## TASK TO COMPLETE
Give back the whole listing verbatim, printing none of its pictures.

## MATERIAL TO PROCESS
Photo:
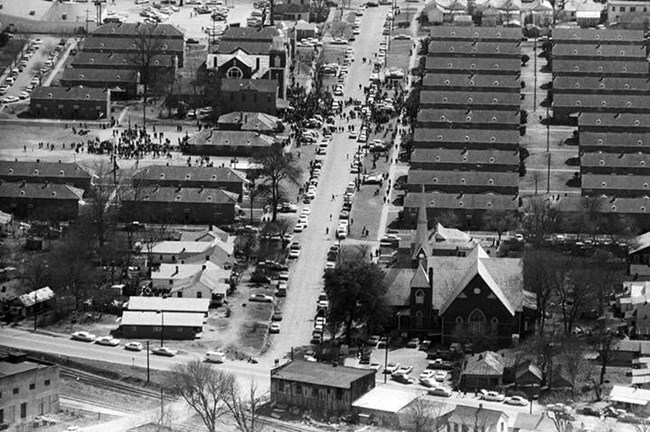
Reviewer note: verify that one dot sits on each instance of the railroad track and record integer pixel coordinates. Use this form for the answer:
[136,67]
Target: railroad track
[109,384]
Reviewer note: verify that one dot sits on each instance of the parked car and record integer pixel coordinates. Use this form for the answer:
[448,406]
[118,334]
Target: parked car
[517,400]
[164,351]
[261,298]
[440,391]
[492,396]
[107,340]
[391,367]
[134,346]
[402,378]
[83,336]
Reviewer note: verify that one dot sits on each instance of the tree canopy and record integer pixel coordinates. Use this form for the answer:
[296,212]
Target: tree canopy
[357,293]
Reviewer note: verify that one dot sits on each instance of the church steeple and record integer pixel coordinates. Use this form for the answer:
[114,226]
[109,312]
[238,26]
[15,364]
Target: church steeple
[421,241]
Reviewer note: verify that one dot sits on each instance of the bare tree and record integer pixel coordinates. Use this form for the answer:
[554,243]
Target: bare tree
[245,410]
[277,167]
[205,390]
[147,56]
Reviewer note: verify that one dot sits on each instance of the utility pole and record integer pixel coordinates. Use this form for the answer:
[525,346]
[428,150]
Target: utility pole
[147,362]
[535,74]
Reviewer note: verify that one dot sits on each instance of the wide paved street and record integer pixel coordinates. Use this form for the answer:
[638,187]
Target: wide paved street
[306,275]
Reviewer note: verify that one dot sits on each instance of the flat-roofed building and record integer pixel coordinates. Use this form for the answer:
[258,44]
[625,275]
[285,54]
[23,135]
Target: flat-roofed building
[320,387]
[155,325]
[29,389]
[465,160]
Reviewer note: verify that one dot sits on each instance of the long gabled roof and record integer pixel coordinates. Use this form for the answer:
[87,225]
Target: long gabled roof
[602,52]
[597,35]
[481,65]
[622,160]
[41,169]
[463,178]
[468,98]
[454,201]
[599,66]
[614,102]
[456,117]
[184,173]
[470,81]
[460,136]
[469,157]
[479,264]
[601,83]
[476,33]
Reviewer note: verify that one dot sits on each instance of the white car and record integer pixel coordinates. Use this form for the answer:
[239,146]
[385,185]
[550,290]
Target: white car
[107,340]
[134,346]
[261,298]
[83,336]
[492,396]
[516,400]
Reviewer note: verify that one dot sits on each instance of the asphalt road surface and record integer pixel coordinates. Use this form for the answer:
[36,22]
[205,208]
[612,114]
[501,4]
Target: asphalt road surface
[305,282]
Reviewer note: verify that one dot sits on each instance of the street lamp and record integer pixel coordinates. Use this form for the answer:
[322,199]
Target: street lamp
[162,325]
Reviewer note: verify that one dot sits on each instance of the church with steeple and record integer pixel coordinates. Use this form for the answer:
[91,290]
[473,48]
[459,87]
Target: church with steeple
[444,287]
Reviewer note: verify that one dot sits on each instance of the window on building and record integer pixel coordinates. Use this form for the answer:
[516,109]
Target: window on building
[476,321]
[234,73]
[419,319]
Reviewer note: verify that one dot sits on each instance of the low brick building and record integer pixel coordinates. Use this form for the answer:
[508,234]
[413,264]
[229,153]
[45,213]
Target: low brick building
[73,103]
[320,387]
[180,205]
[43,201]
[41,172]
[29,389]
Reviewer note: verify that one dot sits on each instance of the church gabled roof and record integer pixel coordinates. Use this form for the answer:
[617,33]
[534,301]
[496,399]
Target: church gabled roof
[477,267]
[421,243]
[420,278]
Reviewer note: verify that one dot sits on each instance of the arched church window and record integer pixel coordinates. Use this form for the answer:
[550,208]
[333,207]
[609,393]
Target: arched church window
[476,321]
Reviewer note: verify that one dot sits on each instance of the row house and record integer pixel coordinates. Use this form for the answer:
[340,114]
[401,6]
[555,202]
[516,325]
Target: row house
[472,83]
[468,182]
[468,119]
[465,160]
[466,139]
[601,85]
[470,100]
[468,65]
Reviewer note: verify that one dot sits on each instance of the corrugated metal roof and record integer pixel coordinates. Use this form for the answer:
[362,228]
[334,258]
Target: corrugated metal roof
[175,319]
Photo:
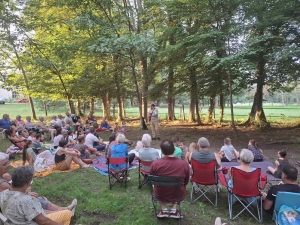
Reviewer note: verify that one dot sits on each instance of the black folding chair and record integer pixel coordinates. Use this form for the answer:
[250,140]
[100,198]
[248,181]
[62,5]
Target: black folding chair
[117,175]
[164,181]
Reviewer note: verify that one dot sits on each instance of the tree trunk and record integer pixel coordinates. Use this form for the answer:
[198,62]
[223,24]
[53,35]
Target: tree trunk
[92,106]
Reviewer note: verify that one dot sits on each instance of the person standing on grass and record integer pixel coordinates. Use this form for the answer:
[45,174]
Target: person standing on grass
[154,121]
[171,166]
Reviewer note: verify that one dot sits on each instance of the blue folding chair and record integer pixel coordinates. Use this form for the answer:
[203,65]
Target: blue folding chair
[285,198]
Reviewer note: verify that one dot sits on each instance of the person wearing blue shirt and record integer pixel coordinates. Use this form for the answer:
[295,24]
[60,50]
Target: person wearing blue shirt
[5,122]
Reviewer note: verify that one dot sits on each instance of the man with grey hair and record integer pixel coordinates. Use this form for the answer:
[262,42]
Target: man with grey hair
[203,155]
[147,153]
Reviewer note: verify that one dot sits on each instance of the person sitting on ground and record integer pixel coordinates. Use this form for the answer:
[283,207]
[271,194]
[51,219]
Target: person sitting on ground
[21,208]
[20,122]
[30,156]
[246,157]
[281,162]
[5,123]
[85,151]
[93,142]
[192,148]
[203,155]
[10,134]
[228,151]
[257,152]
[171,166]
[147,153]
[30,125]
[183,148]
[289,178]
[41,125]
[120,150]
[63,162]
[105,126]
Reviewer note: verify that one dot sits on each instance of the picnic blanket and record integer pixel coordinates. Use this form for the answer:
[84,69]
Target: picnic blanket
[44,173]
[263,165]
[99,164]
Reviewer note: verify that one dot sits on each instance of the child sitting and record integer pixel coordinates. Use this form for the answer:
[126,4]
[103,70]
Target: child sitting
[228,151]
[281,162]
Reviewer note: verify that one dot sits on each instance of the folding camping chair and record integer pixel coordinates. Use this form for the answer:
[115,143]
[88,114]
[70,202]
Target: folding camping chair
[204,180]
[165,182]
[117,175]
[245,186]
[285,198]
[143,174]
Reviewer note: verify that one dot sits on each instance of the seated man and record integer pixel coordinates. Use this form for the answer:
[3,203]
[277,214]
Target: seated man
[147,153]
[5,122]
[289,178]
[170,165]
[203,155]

## RESPONSE BELOW
Photo:
Reviewer note: verify that one dot sits on each instance of the railroad track and record integer pixel coordinates. Use this form for the answer:
[136,67]
Target: railroad track
[109,384]
Reviewer note: verify that one dot sits on each instance of the parked car and record integer pixel coordinates. Use this form for the answer:
[448,406]
[118,334]
Target: parked car
[517,400]
[164,351]
[261,298]
[440,391]
[492,396]
[107,340]
[391,367]
[134,346]
[402,378]
[83,336]
Reviewer note: verify that one dot sits on each instance of the tree canopy and record integer pixel coordinates. Use this form for the answer:
[296,212]
Target: tree canopy
[357,293]
Reviewer note: verify that one dot sits on each instance of the church steeple and record integer pixel coordinates. Use this form for the answer:
[114,226]
[109,312]
[238,26]
[15,364]
Target: church steeple
[421,241]
Reviewer note: verify that one dot sits on each instance of the bare tree and record integer pixel coordinates. Use this form for the answer:
[554,243]
Target: bare tree
[245,410]
[277,167]
[205,390]
[147,56]
Reviewer note: verify that one dot sits on each instance of the utility pole and record integer pixel coordinates. Use this form for the answer:
[525,346]
[428,150]
Target: utility pole
[147,362]
[535,74]
Reviewer note: verify that one dot sits on each instance of the wide paved street and record integer pixel coordinates. Use this form for the answer:
[638,187]
Target: wide paved street
[306,275]
Reviewer note: verify that one dot sits on each instance of the flat-roofed building and record integer pixel coordinates. Use this form for the answer:
[258,44]
[625,275]
[285,54]
[23,135]
Target: flat-roofed building
[320,387]
[155,325]
[29,389]
[465,160]
Reviewer note: verify that one dot sits on each instance of the long gabled roof and record integer pixel coordinates. Use this form for the answer:
[87,225]
Target: long gabled roof
[602,52]
[597,35]
[481,65]
[622,160]
[41,169]
[463,178]
[468,98]
[454,201]
[599,66]
[614,102]
[456,117]
[184,173]
[470,81]
[460,136]
[469,157]
[479,264]
[601,83]
[476,33]
Reviewer note: verify that one dot sits on each instance of the white car and record integer pixel coordinates. Use this form for the answer:
[239,146]
[385,185]
[550,290]
Target: white car
[107,340]
[134,346]
[261,298]
[83,336]
[492,396]
[516,400]
Reviewer note: verify that one dot sits on each instance of the asphalt road surface and record integer pixel coordinates. Use this form for the answer:
[36,22]
[205,208]
[612,114]
[501,4]
Target: asphalt road surface
[305,282]
Reviewer note: verify that one dot sits on each instance of the street lamp and record integer pixel coordinates. Use this form for the answer:
[322,199]
Target: street lamp
[162,325]
Reviewer note: verify that one dot sits on each instance of the church with steeple and record integer pixel coordinates. Use this form for the answer:
[91,290]
[473,48]
[459,87]
Target: church with steeple
[444,287]
Reviewer note: verify that one dot sits on each instance of the window on building and record integer pixel coordinates. Use this form for the answer:
[516,109]
Target: window on building
[476,321]
[234,73]
[419,319]
Reviewer note: verify that one dot sits on each instance of the low brick building and record integer pixel coordinates. Use this form for the answer:
[508,234]
[413,264]
[229,153]
[45,213]
Target: low brick building
[73,103]
[320,387]
[180,205]
[43,201]
[41,172]
[29,389]
Reviewer note: verify that one dot sits on each instance of the church gabled roof and record integer pixel coordinates. Use this form for the answer:
[617,33]
[534,301]
[496,399]
Target: church gabled roof
[477,267]
[421,243]
[420,278]
Reviewer note: verify that one dot sits on each instance of the arched church window and record integer pixel coordinates. Use this form for the answer:
[550,208]
[333,207]
[609,393]
Target: arched church window
[476,321]
Reviewer note: verify that one dot sits on each instance of the row house and record integer pixel coordinates. Use this form for the answer:
[340,114]
[401,6]
[555,202]
[516,325]
Target: row house
[472,83]
[468,182]
[468,119]
[465,160]
[466,139]
[601,85]
[470,100]
[468,65]
Reviewer note: verify that one dot sits on each instance of the corrugated metal roof and record integer pixel coordinates. Use this form for the answer:
[362,228]
[334,258]
Target: corrugated metal roof
[175,319]
Photo:
Reviewer note: verify that one dot sits on each instance of the black folding chair and record integer pixel coordinates. Use this form for the answer:
[250,140]
[100,198]
[248,181]
[62,5]
Target: black folding chair
[117,175]
[164,181]
Reviewer note: verify that one dot sits on each instance of the tree trunk and record integer pixel coordinates. Use this form for the answer:
[198,62]
[223,24]
[53,35]
Target: tree trunk
[92,106]
Reviewer note: verify that one dot sits on each instance of the person standing on grass and record integer pixel coordinates. Use this form for the answer:
[45,174]
Target: person standing on grass
[154,121]
[171,166]
Reviewer note: verify that one dot sits on each instance of the blue folding chair and record integer pixel coordinates. Use this form for the answer:
[203,65]
Target: blue folding chair
[285,198]
Reviewer note: verify that one dot sits on each instance of the person wearing blue shirt and record integer pixel coordinates. Use this form for the answer:
[295,24]
[60,50]
Target: person wearing blue shirt
[5,122]
Reviewer note: verify that one dot sits on each instance of the man with grey hair and record integer pixel coordinates. Use this form for the answer:
[262,42]
Target: man with grey hair
[203,155]
[147,153]
Reviewer note: verify that one dot sits on each instance of the person sitting on ground and record integer pixel coordinates. Use this form for the answer:
[283,207]
[271,194]
[51,219]
Target: person sitting on ground
[21,208]
[20,122]
[30,156]
[246,157]
[281,162]
[5,123]
[85,151]
[93,142]
[192,148]
[203,155]
[10,134]
[228,151]
[257,152]
[171,166]
[147,153]
[30,125]
[183,148]
[289,178]
[41,125]
[120,150]
[63,162]
[105,126]
Reviewer note: verify that one dot sits on each instance of the picnic blanket and record integer pixel coordinates. Use this form for the answer:
[84,69]
Target: picnic blanket
[44,173]
[263,165]
[99,164]
Reviewer note: verify that one dot sits on each instance of the child sitting and record integer pixel coordinates. Use this form for the answer:
[126,4]
[103,70]
Target: child sitting
[228,151]
[281,162]
Reviewer note: verify that one dot sits on each instance of the folding camping chair and record integer pixel coordinates. Use this form for the answer:
[115,143]
[88,114]
[70,202]
Target: folding camping chair
[204,180]
[165,182]
[117,175]
[245,186]
[285,198]
[143,174]
Reviewer note: verify that one dot sits on each instance of the seated man and record integer pixel coordinates. Use this form for the answer:
[3,203]
[277,214]
Target: seated man
[147,153]
[5,122]
[289,178]
[170,165]
[203,155]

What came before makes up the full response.